Set out every line of the records below as a Markdown table with two columns, Number and Line, skipping blank lines. Leave the pictures out.
::: Dataset entries
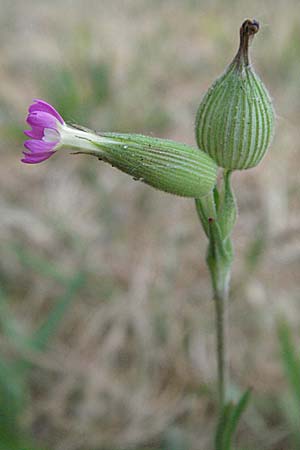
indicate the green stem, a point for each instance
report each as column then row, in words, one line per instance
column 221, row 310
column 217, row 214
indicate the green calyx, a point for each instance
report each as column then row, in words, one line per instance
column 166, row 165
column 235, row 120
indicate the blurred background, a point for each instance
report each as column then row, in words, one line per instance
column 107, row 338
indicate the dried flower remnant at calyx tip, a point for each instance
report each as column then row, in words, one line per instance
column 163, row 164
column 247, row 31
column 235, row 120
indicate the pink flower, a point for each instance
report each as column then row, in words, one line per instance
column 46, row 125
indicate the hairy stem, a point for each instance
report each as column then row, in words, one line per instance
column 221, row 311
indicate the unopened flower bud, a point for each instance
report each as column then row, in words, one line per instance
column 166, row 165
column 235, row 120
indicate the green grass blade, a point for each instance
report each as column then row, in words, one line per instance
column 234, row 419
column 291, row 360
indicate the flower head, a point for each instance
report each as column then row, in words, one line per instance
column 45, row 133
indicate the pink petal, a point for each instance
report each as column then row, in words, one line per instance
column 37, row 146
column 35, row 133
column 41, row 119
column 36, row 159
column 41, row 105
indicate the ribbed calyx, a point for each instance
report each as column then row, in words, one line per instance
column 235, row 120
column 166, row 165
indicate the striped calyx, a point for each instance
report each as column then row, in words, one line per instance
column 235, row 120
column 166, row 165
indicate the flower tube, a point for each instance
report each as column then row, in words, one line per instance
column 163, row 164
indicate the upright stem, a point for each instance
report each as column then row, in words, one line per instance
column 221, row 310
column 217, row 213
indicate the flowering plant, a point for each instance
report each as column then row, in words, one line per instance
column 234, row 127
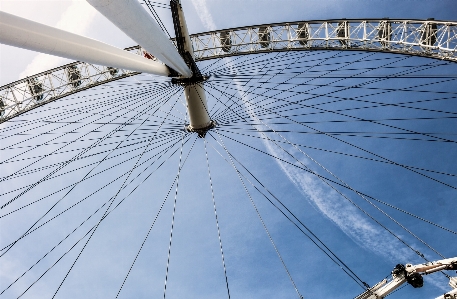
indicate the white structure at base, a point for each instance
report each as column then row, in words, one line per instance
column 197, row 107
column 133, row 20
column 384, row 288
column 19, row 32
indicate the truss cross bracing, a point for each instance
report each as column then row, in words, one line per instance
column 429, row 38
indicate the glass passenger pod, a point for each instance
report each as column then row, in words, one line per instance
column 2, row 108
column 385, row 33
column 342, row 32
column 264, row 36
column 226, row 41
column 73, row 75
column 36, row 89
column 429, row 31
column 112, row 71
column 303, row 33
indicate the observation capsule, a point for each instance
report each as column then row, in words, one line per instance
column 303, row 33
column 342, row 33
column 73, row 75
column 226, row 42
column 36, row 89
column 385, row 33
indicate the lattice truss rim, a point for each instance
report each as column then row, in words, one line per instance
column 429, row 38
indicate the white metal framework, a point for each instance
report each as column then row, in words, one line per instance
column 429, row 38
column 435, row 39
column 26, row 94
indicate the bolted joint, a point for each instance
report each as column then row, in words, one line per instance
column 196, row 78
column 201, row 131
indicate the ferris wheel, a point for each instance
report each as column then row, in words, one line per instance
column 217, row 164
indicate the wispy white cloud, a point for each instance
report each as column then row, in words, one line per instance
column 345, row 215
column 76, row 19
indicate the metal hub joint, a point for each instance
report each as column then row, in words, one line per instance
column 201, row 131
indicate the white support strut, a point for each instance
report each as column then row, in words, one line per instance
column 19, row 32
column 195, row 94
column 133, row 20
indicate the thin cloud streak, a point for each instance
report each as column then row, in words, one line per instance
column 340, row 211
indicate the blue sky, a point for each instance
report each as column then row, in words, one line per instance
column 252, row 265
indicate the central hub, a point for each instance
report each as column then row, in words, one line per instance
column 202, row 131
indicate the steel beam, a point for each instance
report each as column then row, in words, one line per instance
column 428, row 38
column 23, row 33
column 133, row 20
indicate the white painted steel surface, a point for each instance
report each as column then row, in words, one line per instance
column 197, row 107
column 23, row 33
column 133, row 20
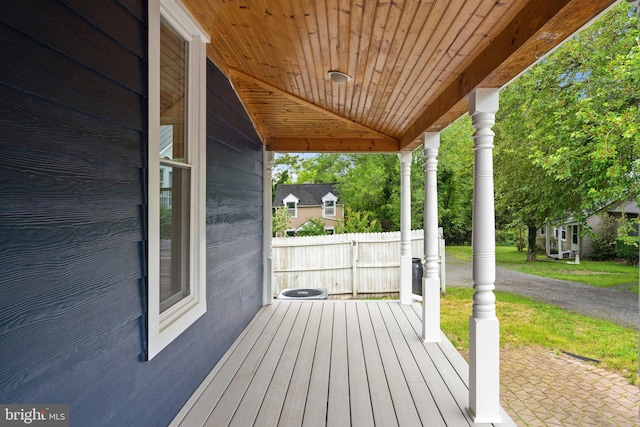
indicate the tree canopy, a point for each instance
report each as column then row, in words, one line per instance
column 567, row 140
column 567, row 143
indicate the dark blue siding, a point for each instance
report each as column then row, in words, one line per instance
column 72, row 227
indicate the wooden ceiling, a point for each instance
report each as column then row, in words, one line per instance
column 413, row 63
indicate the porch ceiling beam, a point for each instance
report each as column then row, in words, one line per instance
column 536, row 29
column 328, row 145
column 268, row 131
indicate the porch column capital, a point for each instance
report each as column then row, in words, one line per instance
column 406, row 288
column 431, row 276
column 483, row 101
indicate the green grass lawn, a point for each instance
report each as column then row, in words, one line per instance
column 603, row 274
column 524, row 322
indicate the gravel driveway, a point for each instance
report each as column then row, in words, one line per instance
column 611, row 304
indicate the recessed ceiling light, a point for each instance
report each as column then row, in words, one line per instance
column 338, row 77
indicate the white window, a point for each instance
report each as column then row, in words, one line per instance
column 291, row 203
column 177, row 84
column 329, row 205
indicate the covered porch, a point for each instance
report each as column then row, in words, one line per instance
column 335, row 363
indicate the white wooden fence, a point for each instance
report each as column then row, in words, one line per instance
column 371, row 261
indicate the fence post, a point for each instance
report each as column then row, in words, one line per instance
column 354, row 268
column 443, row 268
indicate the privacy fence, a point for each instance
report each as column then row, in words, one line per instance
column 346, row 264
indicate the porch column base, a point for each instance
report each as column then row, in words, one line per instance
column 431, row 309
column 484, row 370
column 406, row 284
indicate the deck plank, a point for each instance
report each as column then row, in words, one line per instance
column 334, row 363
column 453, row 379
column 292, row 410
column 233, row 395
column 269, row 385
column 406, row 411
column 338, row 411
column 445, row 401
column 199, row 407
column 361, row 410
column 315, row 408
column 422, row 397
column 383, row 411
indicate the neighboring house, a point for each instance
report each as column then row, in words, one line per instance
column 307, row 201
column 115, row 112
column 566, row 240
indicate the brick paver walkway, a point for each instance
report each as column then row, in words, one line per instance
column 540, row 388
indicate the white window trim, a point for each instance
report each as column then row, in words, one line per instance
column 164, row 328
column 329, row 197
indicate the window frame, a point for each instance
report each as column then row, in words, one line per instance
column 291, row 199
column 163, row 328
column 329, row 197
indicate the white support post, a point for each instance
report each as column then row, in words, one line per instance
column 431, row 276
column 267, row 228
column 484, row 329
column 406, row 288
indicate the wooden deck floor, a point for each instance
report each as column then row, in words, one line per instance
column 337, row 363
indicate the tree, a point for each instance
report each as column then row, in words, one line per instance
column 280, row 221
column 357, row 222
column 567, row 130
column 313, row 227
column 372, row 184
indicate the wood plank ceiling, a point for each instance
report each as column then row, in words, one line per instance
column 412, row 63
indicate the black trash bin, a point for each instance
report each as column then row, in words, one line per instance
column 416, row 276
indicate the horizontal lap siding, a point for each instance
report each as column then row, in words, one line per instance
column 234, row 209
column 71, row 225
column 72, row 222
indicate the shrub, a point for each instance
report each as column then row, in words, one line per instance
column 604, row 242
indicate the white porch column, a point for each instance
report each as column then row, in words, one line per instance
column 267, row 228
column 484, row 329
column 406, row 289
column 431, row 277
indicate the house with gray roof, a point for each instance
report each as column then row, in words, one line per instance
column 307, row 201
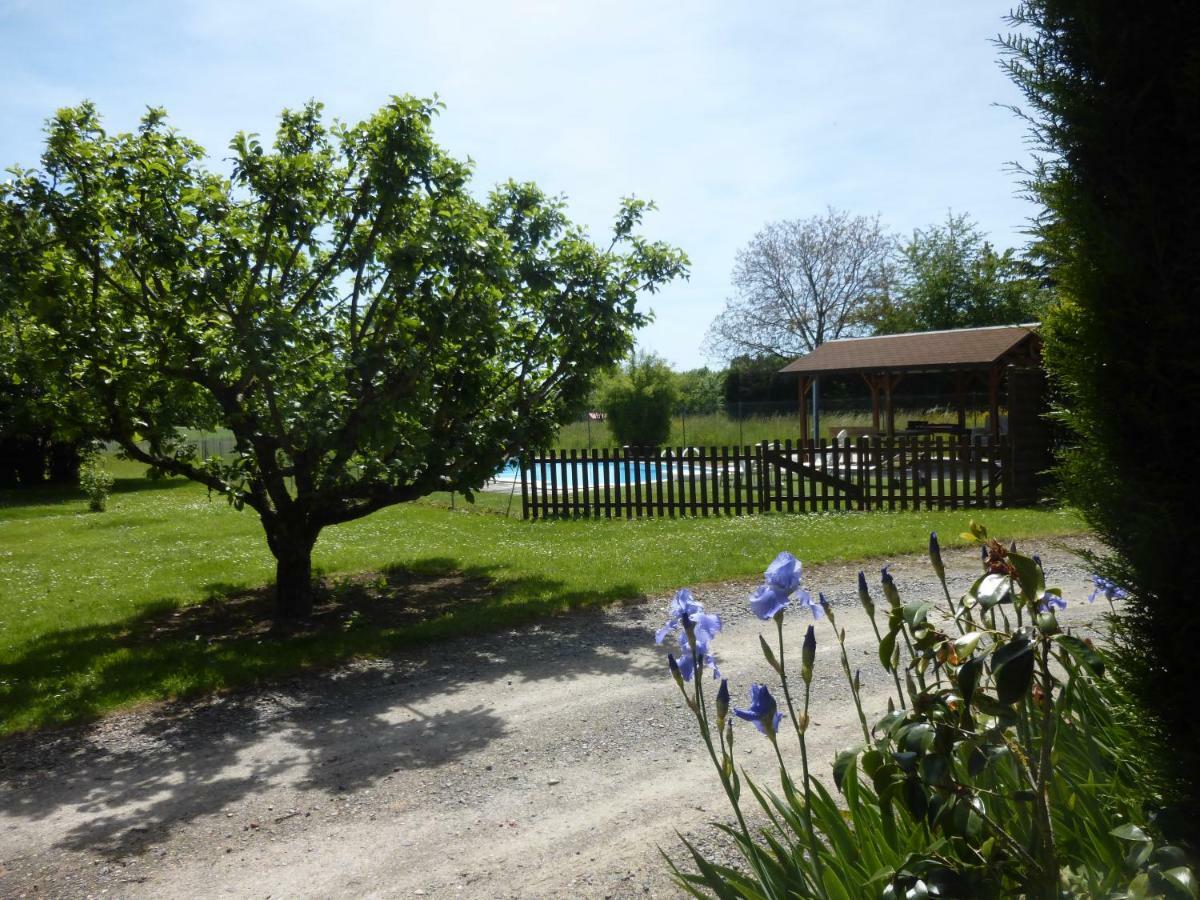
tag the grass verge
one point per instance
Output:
::::::
■ **Exercise answer**:
| Number | Line |
|---|---|
| 1 | indicate the green stem, a point for each instance |
| 2 | report each as column then row, in words, one line per instance |
| 3 | column 221, row 310 |
| 4 | column 217, row 214 |
| 5 | indicate the green calyx, a point for each instance |
| 6 | report each as column then row, in words, one line per instance |
| 7 | column 166, row 165 |
| 8 | column 235, row 120 |
| 9 | indicate the blurred background, a point for each instance |
| 10 | report each as column then row, in words, one line per instance |
| 11 | column 107, row 338 |
| 12 | indicate the dried flower remnant at calyx tip, a point for each instance |
| 13 | report each as column then row, in words, one line per instance |
| 14 | column 163, row 164 |
| 15 | column 247, row 31 |
| 16 | column 235, row 120 |
| 17 | indicate the pink flower, a point for each instance |
| 18 | report each as column then row, in words, one line per instance |
| 19 | column 46, row 125 |
| 20 | indicate the hairy stem, a point for each instance |
| 21 | report each as column then row, in words, one line per instance |
| 22 | column 221, row 311 |
| 23 | indicate the unopened flower bud, a point for each instance |
| 24 | report each as column then row, in words, one line per instance |
| 25 | column 166, row 165 |
| 26 | column 235, row 120 |
| 27 | indicate the green grass blade, a point for each instance |
| 28 | report each as column then row, in words, one line per instance |
| 29 | column 234, row 419 |
| 30 | column 291, row 360 |
| 31 | indicate the flower head, a point for each instance |
| 32 | report each as column then row, in words, one line per instance |
| 33 | column 45, row 133 |
| 34 | indicate the pink petal, a point for each instance |
| 35 | report each as column then row, in words, one line per instance |
| 36 | column 37, row 146 |
| 37 | column 35, row 133 |
| 38 | column 41, row 119 |
| 39 | column 36, row 159 |
| 40 | column 41, row 105 |
| 41 | indicate the ribbed calyx, a point for each instance |
| 42 | report each as column then row, in words, one line per instance |
| 43 | column 235, row 120 |
| 44 | column 166, row 165 |
| 45 | indicate the striped calyx, a point for each instance |
| 46 | report each as column then row, in words, one line per instance |
| 47 | column 235, row 120 |
| 48 | column 166, row 165 |
| 49 | indicate the flower tube, a point for each instance |
| 50 | report each as column then row, in words, one line per instance |
| 51 | column 163, row 164 |
| 52 | indicate the upright stem, a point for each instance |
| 53 | report each as column then row, in words, one line per instance |
| 54 | column 221, row 310 |
| 55 | column 217, row 213 |
| 56 | indicate the flowering plant, a point for each instance |
| 57 | report each as column then row, in words, one line per instance |
| 58 | column 234, row 127 |
| 59 | indicate the white structure at base, a point for each instance |
| 60 | report each as column then row, in words, one line per instance |
| 61 | column 197, row 107 |
| 62 | column 133, row 20 |
| 63 | column 384, row 288 |
| 64 | column 19, row 32 |
| 65 | indicate the truss cross bracing, a point for each instance |
| 66 | report each as column then row, in words, one line per instance |
| 67 | column 429, row 38 |
| 68 | indicate the glass passenger pod, a point for each instance |
| 69 | report each as column then row, in words, one line per instance |
| 70 | column 2, row 108 |
| 71 | column 385, row 33 |
| 72 | column 342, row 32 |
| 73 | column 264, row 36 |
| 74 | column 226, row 41 |
| 75 | column 73, row 75 |
| 76 | column 36, row 89 |
| 77 | column 429, row 31 |
| 78 | column 112, row 71 |
| 79 | column 303, row 33 |
| 80 | indicate the observation capsule, a point for each instance |
| 81 | report each as column then row, in words, one line per instance |
| 82 | column 303, row 33 |
| 83 | column 342, row 33 |
| 84 | column 73, row 75 |
| 85 | column 226, row 42 |
| 86 | column 36, row 89 |
| 87 | column 385, row 33 |
| 88 | indicate the lattice truss rim, a point for each instance |
| 89 | report each as column then row, in words, one line per instance |
| 90 | column 429, row 38 |
| 91 | indicate the white metal framework, a point for each instance |
| 92 | report each as column then row, in words, one line per instance |
| 93 | column 429, row 38 |
| 94 | column 435, row 39 |
| 95 | column 26, row 94 |
| 96 | indicate the bolted joint, a point for each instance |
| 97 | report each as column then row, in words, one line per instance |
| 98 | column 196, row 78 |
| 99 | column 201, row 131 |
| 100 | indicate the ferris wheel, a point for each instance |
| 101 | report each as column then row, in words, one line per instance |
| 102 | column 217, row 164 |
| 103 | indicate the wispy white cloud, a point for each instance |
| 104 | report each as column then row, in words, one line per instance |
| 105 | column 345, row 215 |
| 106 | column 76, row 19 |
| 107 | indicate the metal hub joint, a point for each instance |
| 108 | report each as column then row, in words, one line per instance |
| 109 | column 201, row 131 |
| 110 | indicate the white support strut, a point for each instance |
| 111 | report each as column then row, in words, one line per instance |
| 112 | column 19, row 32 |
| 113 | column 195, row 94 |
| 114 | column 133, row 20 |
| 115 | indicate the thin cloud streak, a point for each instance |
| 116 | report each as column then row, in words, one line per instance |
| 117 | column 340, row 211 |
| 118 | indicate the blue sky, a point for each instance |
| 119 | report each as column then row, in words, one line per instance |
| 120 | column 252, row 265 |
| 121 | indicate the central hub, a point for each instance |
| 122 | report each as column then row, in words, one line per instance |
| 123 | column 202, row 131 |
| 124 | indicate the steel beam, a point for each instance |
| 125 | report each as column then row, in words, one line per instance |
| 126 | column 428, row 38 |
| 127 | column 23, row 33 |
| 128 | column 133, row 20 |
| 129 | indicate the white painted steel surface, a point for each instance |
| 130 | report each as column then row, in words, one line per instance |
| 131 | column 197, row 107 |
| 132 | column 23, row 33 |
| 133 | column 133, row 20 |
| 134 | indicate the tree canopy, a point for each instance |
| 135 | report each as column then row, in words, one line per instance |
| 136 | column 567, row 140 |
| 137 | column 567, row 143 |
| 138 | indicate the dark blue siding, a point for each instance |
| 139 | report each as column then row, in words, one line per instance |
| 140 | column 72, row 227 |
| 141 | indicate the wooden ceiling, a point for each instance |
| 142 | report each as column then row, in words, one line per instance |
| 143 | column 413, row 63 |
| 144 | indicate the porch ceiling beam, a point for each instance |
| 145 | report each as column then row, in words, one line per instance |
| 146 | column 536, row 29 |
| 147 | column 328, row 145 |
| 148 | column 268, row 131 |
| 149 | indicate the porch column capital, a point for each instance |
| 150 | report each as column then row, in words, one line per instance |
| 151 | column 406, row 288 |
| 152 | column 431, row 276 |
| 153 | column 483, row 101 |
| 154 | indicate the green grass lawn, a point for each instance |
| 155 | report each as column then row, in words, one line per instance |
| 156 | column 603, row 274 |
| 157 | column 524, row 322 |
| 158 | indicate the gravel driveway, a point for each instance |
| 159 | report each as column then row, in words, one line per instance |
| 160 | column 611, row 304 |
| 161 | indicate the recessed ceiling light, a point for each instance |
| 162 | report each as column then row, in words, one line per instance |
| 163 | column 338, row 77 |
| 164 | indicate the white window, a point for each instance |
| 165 | report each as column then row, in words, one line per instance |
| 166 | column 291, row 203 |
| 167 | column 177, row 84 |
| 168 | column 329, row 205 |
| 169 | indicate the covered porch, a point for each instance |
| 170 | report each as column then row, in words, one line per instance |
| 171 | column 335, row 363 |
| 172 | indicate the white wooden fence, a point for each instance |
| 173 | report each as column then row, in words, one line per instance |
| 174 | column 371, row 261 |
| 175 | indicate the fence post, a point for each instance |
| 176 | report each as column then row, in words, one line per instance |
| 177 | column 354, row 268 |
| 178 | column 443, row 268 |
| 179 | indicate the privacy fence, a point for each instance |
| 180 | report each as column then row, in words, one line per instance |
| 181 | column 346, row 264 |
| 182 | indicate the porch column base, a point for each instance |
| 183 | report each as column then row, in words, one line per instance |
| 184 | column 431, row 309 |
| 185 | column 484, row 370 |
| 186 | column 406, row 284 |
| 187 | indicate the deck plank, a point for each instance |
| 188 | report each as column then row, in words, one line per instance |
| 189 | column 334, row 363 |
| 190 | column 453, row 379 |
| 191 | column 292, row 410 |
| 192 | column 233, row 395 |
| 193 | column 269, row 385 |
| 194 | column 406, row 411 |
| 195 | column 338, row 411 |
| 196 | column 445, row 401 |
| 197 | column 199, row 407 |
| 198 | column 361, row 410 |
| 199 | column 315, row 408 |
| 200 | column 422, row 397 |
| 201 | column 383, row 411 |
| 202 | indicate the neighboring house, a point for each instance |
| 203 | report each as column then row, in words, one line per instance |
| 204 | column 307, row 201 |
| 205 | column 115, row 112 |
| 206 | column 566, row 240 |
| 207 | indicate the brick paver walkway, a point for each instance |
| 208 | report each as column then row, in words, one line per instance |
| 209 | column 540, row 388 |
| 210 | indicate the white window trim, a point for each instance |
| 211 | report each as column then row, in words, one line per instance |
| 212 | column 164, row 328 |
| 213 | column 329, row 197 |
| 214 | indicate the window frame, a point for each instance |
| 215 | report each as column then row, in words, one line per instance |
| 216 | column 291, row 199 |
| 217 | column 163, row 328 |
| 218 | column 329, row 197 |
| 219 | indicate the white support post, a point for each instance |
| 220 | report each as column then row, in words, one line per instance |
| 221 | column 431, row 276 |
| 222 | column 267, row 228 |
| 223 | column 484, row 329 |
| 224 | column 406, row 288 |
| 225 | indicate the wooden deck floor, a point for each instance |
| 226 | report each as column then row, in words, one line per instance |
| 227 | column 337, row 363 |
| 228 | indicate the tree, a point for each instance |
| 229 | report each as column then row, in words, one line per instance |
| 230 | column 280, row 221 |
| 231 | column 357, row 222 |
| 232 | column 567, row 130 |
| 233 | column 313, row 227 |
| 234 | column 372, row 184 |
| 235 | indicate the wood plank ceiling, a point for each instance |
| 236 | report each as column then row, in words, one line per instance |
| 237 | column 412, row 63 |
| 238 | indicate the black trash bin, a point for each instance |
| 239 | report each as column then row, in words, one line per instance |
| 240 | column 416, row 276 |
| 241 | indicate the horizontal lap siding, a point for each instance |
| 242 | report each as column then row, in words, one line per instance |
| 243 | column 234, row 209 |
| 244 | column 71, row 225 |
| 245 | column 72, row 222 |
| 246 | indicate the shrub, a point for each instance |
| 247 | report each as column then row, in words, one line per instance |
| 248 | column 604, row 242 |
| 249 | indicate the white porch column, a point for each instance |
| 250 | report each as column then row, in words, one line per instance |
| 251 | column 267, row 228 |
| 252 | column 484, row 329 |
| 253 | column 406, row 289 |
| 254 | column 431, row 277 |
| 255 | indicate the house with gray roof, a point for each instance |
| 256 | report each as column then row, in words, one line per instance |
| 257 | column 307, row 201 |
| 258 | tag the grass verge |
| 259 | one point per instance |
| 260 | Output: |